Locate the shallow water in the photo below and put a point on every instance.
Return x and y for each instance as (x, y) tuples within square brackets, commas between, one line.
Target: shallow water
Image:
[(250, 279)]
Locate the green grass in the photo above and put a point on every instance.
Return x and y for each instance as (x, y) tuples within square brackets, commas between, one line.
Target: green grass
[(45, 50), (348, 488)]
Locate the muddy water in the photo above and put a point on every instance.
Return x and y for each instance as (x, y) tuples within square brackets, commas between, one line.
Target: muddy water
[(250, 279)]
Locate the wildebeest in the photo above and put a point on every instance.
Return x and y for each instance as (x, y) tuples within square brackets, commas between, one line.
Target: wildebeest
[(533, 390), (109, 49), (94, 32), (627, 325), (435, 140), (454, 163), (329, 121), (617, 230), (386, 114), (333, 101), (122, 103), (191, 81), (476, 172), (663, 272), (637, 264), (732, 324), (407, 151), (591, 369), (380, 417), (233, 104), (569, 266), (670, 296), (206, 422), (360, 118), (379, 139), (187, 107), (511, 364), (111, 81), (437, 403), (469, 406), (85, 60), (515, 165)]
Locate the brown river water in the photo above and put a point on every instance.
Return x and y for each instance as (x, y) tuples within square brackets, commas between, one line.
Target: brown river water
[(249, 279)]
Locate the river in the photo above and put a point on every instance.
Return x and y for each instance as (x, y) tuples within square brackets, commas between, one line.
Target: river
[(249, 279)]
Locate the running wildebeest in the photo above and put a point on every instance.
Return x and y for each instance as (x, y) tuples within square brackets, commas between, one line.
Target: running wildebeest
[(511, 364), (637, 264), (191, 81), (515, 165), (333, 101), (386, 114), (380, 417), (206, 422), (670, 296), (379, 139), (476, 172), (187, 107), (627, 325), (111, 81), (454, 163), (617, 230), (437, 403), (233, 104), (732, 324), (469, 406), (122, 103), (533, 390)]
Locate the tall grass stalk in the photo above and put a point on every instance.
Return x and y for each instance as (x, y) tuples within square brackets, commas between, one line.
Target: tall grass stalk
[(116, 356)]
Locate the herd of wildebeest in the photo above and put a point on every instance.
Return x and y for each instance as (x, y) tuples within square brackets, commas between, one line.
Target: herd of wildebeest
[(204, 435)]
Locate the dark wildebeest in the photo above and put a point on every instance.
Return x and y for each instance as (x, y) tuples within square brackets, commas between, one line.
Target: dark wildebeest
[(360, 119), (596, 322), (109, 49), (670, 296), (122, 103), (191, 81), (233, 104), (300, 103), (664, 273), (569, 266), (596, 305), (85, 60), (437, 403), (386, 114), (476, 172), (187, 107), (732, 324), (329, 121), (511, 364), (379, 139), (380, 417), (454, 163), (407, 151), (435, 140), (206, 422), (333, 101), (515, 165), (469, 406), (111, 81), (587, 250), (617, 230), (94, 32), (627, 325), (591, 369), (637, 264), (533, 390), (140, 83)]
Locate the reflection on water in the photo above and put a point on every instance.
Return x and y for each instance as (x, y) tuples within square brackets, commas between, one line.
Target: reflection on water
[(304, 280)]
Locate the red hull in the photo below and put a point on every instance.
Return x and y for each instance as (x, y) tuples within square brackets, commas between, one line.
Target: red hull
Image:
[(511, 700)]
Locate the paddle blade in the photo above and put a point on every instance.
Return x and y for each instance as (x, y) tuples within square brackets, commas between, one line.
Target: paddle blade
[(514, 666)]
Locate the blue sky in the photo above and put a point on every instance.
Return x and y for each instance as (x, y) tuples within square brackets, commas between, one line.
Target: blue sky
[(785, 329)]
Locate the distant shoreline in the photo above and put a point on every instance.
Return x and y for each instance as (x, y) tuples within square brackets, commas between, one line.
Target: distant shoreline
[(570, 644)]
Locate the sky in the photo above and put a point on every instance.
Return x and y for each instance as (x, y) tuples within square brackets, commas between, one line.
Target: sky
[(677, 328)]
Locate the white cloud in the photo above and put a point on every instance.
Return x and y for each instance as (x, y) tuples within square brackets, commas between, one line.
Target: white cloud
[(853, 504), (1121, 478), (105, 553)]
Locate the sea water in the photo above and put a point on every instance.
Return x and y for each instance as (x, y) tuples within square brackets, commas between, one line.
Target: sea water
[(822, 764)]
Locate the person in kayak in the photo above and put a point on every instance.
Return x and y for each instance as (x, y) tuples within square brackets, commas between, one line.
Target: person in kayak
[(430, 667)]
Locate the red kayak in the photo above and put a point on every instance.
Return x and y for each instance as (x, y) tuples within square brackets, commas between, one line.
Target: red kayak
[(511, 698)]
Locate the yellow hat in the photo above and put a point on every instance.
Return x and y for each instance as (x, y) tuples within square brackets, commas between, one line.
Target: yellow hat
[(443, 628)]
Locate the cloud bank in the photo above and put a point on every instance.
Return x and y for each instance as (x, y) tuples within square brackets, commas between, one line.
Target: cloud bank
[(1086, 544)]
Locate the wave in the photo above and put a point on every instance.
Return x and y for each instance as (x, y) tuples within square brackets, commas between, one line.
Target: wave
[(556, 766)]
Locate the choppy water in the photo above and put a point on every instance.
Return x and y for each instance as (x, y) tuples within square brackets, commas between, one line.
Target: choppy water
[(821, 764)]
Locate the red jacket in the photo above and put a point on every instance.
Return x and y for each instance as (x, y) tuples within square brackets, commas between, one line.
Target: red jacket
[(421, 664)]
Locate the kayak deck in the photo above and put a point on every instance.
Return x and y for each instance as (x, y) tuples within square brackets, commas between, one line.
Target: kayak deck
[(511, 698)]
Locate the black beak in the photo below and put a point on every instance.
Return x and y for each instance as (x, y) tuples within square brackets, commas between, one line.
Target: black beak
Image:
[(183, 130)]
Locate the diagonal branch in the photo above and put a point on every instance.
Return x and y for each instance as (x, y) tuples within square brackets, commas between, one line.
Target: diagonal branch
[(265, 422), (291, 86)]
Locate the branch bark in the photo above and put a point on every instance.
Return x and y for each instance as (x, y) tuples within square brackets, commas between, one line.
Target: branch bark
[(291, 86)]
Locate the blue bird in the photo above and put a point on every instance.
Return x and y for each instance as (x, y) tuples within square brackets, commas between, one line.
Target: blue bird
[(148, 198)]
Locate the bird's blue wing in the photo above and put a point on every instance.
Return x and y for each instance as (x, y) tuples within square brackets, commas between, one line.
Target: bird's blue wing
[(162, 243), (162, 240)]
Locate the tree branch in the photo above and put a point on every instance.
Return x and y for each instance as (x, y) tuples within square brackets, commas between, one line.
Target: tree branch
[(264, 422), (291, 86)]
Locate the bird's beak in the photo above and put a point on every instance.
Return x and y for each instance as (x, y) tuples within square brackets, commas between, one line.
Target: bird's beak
.....
- Required action -
Copy out only the lines above from the one with "Locate the kayak" to the one with "Locate the blue bird", inclusive, exactly as they stand.

- Result -
Locate the kayak deck in the photo above and put a point on every instance.
Return x and y for each instance as (x, y) tuples within square brackets, commas between, one line.
Target: kayak deck
[(511, 698)]
Locate the black beak in the photo below and put a point on every instance.
Return x and y for each instance as (x, y) tuples within square brackets, commas between, one line.
Target: black beak
Image:
[(183, 130)]
Locate the diagonal branch in the photo above and put a point on every instance.
Return x and y for each instance as (x, y) tuples within square brackets, commas between, one line.
Target: diagonal branch
[(265, 422), (291, 86)]
Locate the branch bark in the photo above and put a point on every instance.
Return x and y for each instance as (x, y) tuples within square brackets, commas between, one line.
Target: branch bark
[(291, 86)]
Locate the blue bird in the photo above and put a point on every instance.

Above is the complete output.